NON-NEGOTIABLE SECURED SUBORDINATED PROMISSORY NOTE
$5,000,000
Milwaukee, Wisconsin
April 27, 2009 (the “Issue Date”)
FOR VALUE RECEIVED, ARI NETWORK SERVICES, INC., a corporation organized under the laws of the State of Wisconsin (the “Issuer”), hereby promises to pay to CHANNEL BLADE TECHNOLOGIES CORP., a corporation organized under the laws of the State of Virginia (the “Holder”), the sum of Five Million Dollars ($5,000,000), together with interest accruing on the outstanding unpaid principal balance hereof from and after the date hereof at a rate per annum equal to ten percent (10%) (the “Rate”).
1.
Payment. The original principal amount of this Non-Negotiable Secured Subordinated Promissory Note (“Note”), and all interest accrued thereon, shall be payable as follows:
(a)
Accrued interest only shall be due and payable quarterly commencing on July 31, 2009 (with the first such installment of interest due on July 31, 2009, to be equal to the interest that has accrued from the Issue Date through and including July 31, 2009), and continuing on each October 31st, January 31st, April 30th and July 31st thereafter (or, if such payment date shall be a Saturday, Sunday or a legal holiday, on the first regular business day immediately following such date) until April 30, 2011;
(b)
Commencing on July 31, 2011, and continuing on each October 31st, January 31st, April 30th and July 31st thereafter (or, if such payment date shall be a
Saturday, Sunday or a legal holiday, on the first regular business day immediately following such date) until April 30, 2016, Issuer shall make twenty (20) equal payments of principal and interest based upon a five-year amortization schedule.

(Records of labeled points)
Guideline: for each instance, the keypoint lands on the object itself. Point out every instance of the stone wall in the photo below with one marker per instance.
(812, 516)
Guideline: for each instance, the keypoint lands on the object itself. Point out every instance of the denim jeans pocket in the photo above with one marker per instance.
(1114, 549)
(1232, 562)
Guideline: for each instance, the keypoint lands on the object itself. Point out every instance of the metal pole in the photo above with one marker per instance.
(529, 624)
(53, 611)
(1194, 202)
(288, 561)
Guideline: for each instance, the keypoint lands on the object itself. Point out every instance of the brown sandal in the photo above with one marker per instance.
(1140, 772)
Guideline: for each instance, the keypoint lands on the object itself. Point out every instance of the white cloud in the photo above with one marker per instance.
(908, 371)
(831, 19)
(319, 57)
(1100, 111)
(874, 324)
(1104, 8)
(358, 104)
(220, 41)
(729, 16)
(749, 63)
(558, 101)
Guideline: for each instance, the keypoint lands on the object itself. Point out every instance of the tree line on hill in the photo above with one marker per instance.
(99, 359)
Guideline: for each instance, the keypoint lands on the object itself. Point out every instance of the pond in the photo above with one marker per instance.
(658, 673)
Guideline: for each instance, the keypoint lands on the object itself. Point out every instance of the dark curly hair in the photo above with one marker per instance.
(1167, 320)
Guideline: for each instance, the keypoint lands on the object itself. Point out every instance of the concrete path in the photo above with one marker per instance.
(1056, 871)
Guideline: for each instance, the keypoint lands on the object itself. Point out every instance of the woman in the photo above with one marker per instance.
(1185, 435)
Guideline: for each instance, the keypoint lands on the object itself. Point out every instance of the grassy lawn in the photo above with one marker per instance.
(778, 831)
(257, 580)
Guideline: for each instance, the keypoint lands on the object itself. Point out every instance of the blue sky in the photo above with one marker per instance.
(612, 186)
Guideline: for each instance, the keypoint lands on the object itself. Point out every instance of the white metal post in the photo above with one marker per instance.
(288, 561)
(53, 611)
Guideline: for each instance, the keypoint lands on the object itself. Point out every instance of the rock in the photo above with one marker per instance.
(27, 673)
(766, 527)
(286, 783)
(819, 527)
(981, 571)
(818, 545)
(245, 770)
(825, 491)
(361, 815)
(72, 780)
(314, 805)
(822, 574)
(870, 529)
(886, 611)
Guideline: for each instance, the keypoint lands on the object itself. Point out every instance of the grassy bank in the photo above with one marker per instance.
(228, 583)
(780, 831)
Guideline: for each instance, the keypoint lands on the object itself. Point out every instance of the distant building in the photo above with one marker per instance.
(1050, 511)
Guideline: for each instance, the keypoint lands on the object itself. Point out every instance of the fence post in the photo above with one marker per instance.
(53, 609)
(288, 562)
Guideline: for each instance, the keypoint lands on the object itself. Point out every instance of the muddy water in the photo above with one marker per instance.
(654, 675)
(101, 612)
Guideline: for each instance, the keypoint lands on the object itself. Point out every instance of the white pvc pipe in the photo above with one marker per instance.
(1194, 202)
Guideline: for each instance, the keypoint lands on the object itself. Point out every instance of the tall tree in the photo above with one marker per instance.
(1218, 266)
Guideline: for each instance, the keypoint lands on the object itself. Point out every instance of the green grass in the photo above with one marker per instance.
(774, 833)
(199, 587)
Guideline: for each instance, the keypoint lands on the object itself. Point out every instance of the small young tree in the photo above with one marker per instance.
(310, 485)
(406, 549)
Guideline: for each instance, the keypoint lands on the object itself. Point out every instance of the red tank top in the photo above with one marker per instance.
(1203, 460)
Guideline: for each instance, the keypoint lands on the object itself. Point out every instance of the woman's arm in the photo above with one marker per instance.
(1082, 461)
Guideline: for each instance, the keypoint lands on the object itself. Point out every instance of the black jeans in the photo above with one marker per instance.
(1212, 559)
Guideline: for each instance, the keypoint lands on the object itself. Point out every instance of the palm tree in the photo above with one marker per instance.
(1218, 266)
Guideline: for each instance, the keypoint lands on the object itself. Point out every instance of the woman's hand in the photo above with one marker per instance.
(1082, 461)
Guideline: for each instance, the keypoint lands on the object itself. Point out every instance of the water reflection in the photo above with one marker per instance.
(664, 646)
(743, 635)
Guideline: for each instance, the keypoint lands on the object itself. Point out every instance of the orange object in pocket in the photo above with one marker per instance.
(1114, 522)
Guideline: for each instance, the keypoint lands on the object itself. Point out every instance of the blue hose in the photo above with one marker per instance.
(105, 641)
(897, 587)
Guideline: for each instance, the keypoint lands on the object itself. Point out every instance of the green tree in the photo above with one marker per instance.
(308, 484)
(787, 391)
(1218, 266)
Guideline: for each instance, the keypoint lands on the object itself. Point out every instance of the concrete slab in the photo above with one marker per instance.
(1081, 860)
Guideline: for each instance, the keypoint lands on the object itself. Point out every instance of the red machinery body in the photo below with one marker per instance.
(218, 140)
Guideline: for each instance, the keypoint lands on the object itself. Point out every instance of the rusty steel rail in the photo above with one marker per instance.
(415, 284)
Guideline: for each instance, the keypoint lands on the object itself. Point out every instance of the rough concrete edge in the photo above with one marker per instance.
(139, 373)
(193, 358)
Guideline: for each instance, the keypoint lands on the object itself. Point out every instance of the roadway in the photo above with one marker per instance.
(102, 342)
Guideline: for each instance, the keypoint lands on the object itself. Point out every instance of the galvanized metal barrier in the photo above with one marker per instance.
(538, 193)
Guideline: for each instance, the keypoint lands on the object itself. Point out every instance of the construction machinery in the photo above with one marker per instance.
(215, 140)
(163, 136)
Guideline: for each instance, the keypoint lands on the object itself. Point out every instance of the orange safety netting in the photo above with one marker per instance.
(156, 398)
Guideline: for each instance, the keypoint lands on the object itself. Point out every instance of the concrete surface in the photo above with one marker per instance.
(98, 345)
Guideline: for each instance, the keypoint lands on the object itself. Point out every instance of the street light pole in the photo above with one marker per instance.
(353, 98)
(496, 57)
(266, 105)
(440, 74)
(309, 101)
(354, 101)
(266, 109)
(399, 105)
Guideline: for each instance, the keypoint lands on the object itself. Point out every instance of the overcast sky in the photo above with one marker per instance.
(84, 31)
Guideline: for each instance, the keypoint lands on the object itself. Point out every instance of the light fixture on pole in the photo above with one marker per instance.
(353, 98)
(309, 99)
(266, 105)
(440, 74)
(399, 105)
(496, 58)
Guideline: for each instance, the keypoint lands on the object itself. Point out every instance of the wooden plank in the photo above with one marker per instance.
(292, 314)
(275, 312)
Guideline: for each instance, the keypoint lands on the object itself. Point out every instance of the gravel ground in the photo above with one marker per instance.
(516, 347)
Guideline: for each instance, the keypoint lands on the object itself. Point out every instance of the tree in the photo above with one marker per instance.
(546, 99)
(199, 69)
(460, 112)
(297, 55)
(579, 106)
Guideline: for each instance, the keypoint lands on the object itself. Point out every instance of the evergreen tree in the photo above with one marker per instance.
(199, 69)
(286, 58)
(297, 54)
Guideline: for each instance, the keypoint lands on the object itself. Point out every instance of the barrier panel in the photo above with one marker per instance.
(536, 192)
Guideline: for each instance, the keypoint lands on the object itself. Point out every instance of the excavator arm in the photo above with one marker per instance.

**Problems and tasks:**
1 > Summarize the promissory note in two sentences.
2 > Pick up the promissory note where it stops and keep writing.

**Responses to the tasks:**
1 > ARI Network Services, Inc., a Wisconsin corporation, promises to pay Channel Blade Technologies Corp., a Virginia corporation, $5,000,000 with interest at 10% per year on the unpaid principal from April 27, 2009. Interest alone is due quarterly from July 31, 2009 until April 30, 2011, and from July 31, 2011 through April 30, 2016 the Issuer makes twenty equal quarterly payments of principal and interest based on a five-year amortization schedule.

2 >
Interest accrued hereunder shall be calculated for the actual number of days elapsed, using a daily rate determined by dividing the annual rate by three hundred sixty-five (365). All payments of principal and interest hereunder shall be made in, and all references herein to monetary denominations shall refer to, lawful money of the United States of America. All payments of principal and interest hereunder shall be made to the order of the Holder, at the address set forth in Section 11 of this Note for notices to Holder, or such other address for payment as the Holder shall hereafter provide to the Issuer by notice in accordance with the notice procedures in Section 11. As long as the notice of the address for notices and payment is clear and explicit, the Holder may designate different addresses for payment and notices.
2.
Prepayment. The Issuer may at its sole election at any time and from time to time prepay all or any part of this Note without premium or penalty. All prepayments shall be applied as follows: (i) first to accrued and unpaid interest that is due and payable quarterly as provided herein, and (ii) then for principal. Upon prepayment of part of the principal amount of this Note, the remaining principal payments shall be reduced on a pro rata basis to an amount which will repay the remaining principal balance of the Note over the same term as the Note would have been paid by payment only of the mandatory principal payments.
3.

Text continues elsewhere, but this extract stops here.